Work to complete ::
1. Set down, word for word, the passage of the text on tack coats from "Figure 6-4. Tack" up to and including "hot-mix asphalt (HMA).".
2. In the text on tack coats, which kind of tack coat is said to have an especially high propensity to stick to vehicle tires?

Text section ::
== Segment start ==

Figure 6-4. Tack coat application using double lap coverage. © Copyright 2006 University of Washington
Figure 6-5. Tack Coat Distributor Truck. © Copyright 2006 University of Washington
Figure 6-6. Tack Coat Distributor Truck Spray Bar. © Copyright 2006 University of Washington
Figure 6-7. Tack Coat Distributor Control Panel. © Copyright 2006 University of Washington
Figure 6-8. Jet dryer used ahead of the tack coat distributor. © Copyright 2006 University of Washington
Figure 6-9. Tack coat application. © Copyright 2006 University of Washington
Figure 6-10. Tack coat application showing nozzle coverage area. © Copyright 2006 University of Washington
3.5.3 Other Tack Coat Aspects
3.5.3.1 Timing
Generally, a tack coat should be allowed enough time to break and set (emulsion) before applying the next layer of hot-mix asphalt (HMA).
3.5.3.2 Tracking
Tracking is the pick-up of tack coat material by vehicle tires. Tracking deposits tack coat material on adjacent pavement surfaces. Although this material is unsightly, it generally has little effect and wears away quickly. In extreme cases, tracking may deposit enough tack coat material to distort pavement surfaces or hinder a driver's ability to navigate (Flexible Pavements of Ohio, 2001). Rubberized tack coats have an especially high propensity to stick to vehicle tires. More critical to long-term pavement performance is that any tack removed by tracking from construction or other vehicular traffic implies that the tack is no longer available to stick the new overlay to the existing surface. This can become extremely critical in cases of HMA delivery trucks tracking tack out of the wheel paths while in the process of their delivery in front of the paving machine. This sets up the worst possible scenario of removing tack from the most critical part of the pavement structure directly subject to the shearing action of traffic wheel loads. Allowing tack coats to set (emulsions) before driving on them can substantially reduce tracking. Also, new “trackless” emulsion products that dry very quickly, but are reactivated by the heat of the newly placed HMA, are worth consideration when tracking may be an issue.

== Segment end ==

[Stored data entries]
== Segment start ==

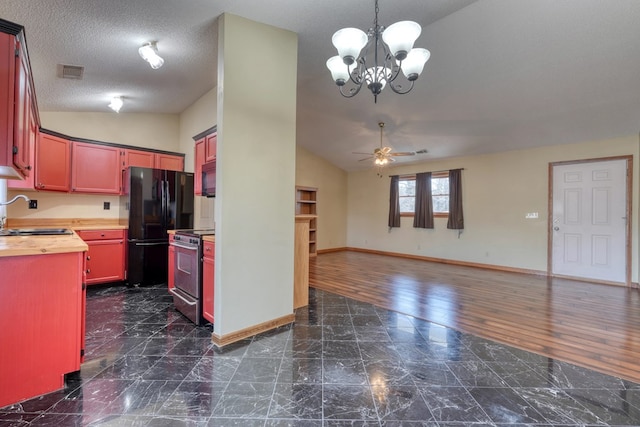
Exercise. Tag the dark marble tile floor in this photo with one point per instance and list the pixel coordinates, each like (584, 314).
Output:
(343, 363)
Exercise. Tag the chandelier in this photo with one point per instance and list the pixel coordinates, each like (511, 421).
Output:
(364, 58)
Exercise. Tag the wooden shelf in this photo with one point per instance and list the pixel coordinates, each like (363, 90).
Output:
(306, 203)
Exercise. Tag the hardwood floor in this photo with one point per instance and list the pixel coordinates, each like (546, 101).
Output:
(590, 325)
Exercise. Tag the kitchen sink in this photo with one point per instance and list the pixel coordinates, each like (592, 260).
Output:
(35, 232)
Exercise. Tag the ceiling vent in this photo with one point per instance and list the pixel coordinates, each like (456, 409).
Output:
(72, 72)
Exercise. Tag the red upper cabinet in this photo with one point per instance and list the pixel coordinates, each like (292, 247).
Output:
(169, 162)
(211, 145)
(199, 160)
(143, 159)
(95, 168)
(17, 107)
(53, 163)
(29, 182)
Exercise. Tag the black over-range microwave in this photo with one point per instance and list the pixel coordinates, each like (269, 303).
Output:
(209, 179)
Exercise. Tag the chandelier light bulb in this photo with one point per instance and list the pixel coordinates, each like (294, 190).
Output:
(339, 71)
(400, 38)
(413, 65)
(349, 42)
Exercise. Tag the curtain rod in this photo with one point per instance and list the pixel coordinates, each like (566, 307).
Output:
(412, 174)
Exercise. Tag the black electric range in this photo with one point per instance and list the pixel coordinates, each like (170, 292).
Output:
(187, 291)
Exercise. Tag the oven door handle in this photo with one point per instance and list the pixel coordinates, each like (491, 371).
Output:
(179, 245)
(151, 244)
(176, 293)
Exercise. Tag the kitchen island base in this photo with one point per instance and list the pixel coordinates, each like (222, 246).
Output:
(41, 323)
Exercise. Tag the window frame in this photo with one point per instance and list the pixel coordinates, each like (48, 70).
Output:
(442, 174)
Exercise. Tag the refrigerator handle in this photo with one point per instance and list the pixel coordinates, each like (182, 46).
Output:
(165, 204)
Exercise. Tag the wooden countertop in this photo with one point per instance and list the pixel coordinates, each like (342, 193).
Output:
(41, 245)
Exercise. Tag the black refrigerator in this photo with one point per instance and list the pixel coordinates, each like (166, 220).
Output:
(158, 200)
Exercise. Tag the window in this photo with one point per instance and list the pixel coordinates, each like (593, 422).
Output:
(439, 190)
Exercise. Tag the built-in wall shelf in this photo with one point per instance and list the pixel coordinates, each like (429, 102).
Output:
(306, 203)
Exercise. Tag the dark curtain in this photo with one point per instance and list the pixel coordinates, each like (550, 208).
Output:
(456, 219)
(423, 214)
(394, 202)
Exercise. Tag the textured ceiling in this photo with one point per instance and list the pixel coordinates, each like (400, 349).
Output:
(503, 74)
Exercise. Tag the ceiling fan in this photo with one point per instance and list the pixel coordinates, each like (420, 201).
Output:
(383, 155)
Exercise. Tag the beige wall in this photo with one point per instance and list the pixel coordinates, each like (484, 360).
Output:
(200, 116)
(498, 190)
(331, 182)
(255, 175)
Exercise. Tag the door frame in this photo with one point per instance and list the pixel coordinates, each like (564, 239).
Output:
(628, 228)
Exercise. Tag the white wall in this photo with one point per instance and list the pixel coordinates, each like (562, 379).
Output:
(158, 131)
(498, 190)
(255, 174)
(331, 206)
(200, 116)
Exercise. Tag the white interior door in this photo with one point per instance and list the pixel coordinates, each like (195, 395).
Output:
(589, 220)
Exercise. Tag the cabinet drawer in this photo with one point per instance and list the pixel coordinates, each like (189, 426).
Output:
(209, 250)
(100, 234)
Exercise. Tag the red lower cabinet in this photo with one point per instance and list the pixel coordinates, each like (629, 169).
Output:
(208, 269)
(106, 255)
(171, 267)
(41, 323)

== Segment end ==

Responses by task ::
1.
Figure 6-4. Tack coat application using double lap coverage. © Copyright 2006 University of Washington
Figure 6-5. Tack Coat Distributor Truck. © Copyright 2006 University of Washington
Figure 6-6. Tack Coat Distributor Truck Spray Bar. © Copyright 2006 University of Washington
Figure 6-7. Tack Coat Distributor Control Panel. © Copyright 2006 University of Washington
Figure 6-8. Jet dryer used ahead of the tack coat distributor. © Copyright 2006 University of Washington
Figure 6-9. Tack coat application. © Copyright 2006 University of Washington
Figure 6-10. Tack coat application showing nozzle coverage area. © Copyright 2006 University of Washington
3.5.3 Other Tack Coat Aspects
3.5.3.1 Timing
Generally, a tack coat should be allowed enough time to break and set (emulsion) before applying the next layer of hot-mix asphalt (HMA).

2. Rubberized tack coats.